| VORLIEGENDER TEXT |
***
# pause



## Hitschkock (17 November 2009)

Hallo zusammen,

Ich suche ein kleines tool welches ich in einer dos Batch (.bat) laufen lassen kann.

Das Tool soll die batch für x sec. anhalten.

ein möglicher aufruf:
pause.exe /15sec

kennt oder hat jemand so ein tool?


----------



## marlob (17 November 2009)

z.B.
WAIT sec
gibts im ressourcekit

[EDIT]
Anhang von http://www.bjoernhenke.de
[\EDIT]


----------



## marlob (17 November 2009)

oder sowas was ohne Zusatztools auskommt, also auf jedem Rechner funktioniert
ping localhost -n 11 >NUL

Damit pingt sich der Rechner 10 Sekunden lang selbst an.


----------



## Hitschkock (17 November 2009)

wo finde ich WAIT

Ich arbeite mit win-XP 

der rechner findet wait nicht


----------



## marlob (17 November 2009)
***
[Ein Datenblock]

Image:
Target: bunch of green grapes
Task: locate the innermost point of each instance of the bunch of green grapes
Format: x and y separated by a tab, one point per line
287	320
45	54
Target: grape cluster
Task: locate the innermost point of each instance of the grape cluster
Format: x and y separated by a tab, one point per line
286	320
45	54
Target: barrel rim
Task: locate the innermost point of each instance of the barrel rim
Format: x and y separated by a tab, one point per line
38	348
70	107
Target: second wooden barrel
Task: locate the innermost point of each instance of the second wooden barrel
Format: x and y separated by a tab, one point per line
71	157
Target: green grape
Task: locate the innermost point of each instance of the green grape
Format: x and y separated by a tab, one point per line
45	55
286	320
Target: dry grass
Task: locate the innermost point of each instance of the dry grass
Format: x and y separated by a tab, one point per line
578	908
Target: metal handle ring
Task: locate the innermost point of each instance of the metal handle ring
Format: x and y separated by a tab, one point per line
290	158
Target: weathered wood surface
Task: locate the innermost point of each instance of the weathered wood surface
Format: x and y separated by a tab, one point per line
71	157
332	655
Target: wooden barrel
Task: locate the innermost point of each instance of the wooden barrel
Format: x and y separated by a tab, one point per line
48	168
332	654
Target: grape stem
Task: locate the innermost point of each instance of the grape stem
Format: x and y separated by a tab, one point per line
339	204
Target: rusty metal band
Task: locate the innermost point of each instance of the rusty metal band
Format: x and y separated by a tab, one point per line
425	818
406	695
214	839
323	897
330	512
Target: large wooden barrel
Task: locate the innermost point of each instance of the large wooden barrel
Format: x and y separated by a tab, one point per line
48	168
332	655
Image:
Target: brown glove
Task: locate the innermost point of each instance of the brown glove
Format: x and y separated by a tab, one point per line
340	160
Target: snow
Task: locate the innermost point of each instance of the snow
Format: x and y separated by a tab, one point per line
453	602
***
| IHRE AUFGABE |
Wie lautet der Satz „Damit pingt sich der Rechner 10 Sekunden lang selbst an.“ aus dem Forumsthread über das Anhalten einer Batch-Datei auf Englisch?

| ERGEBNIS DER ÜBUNG |
With this, the computer pings itself for 10 seconds.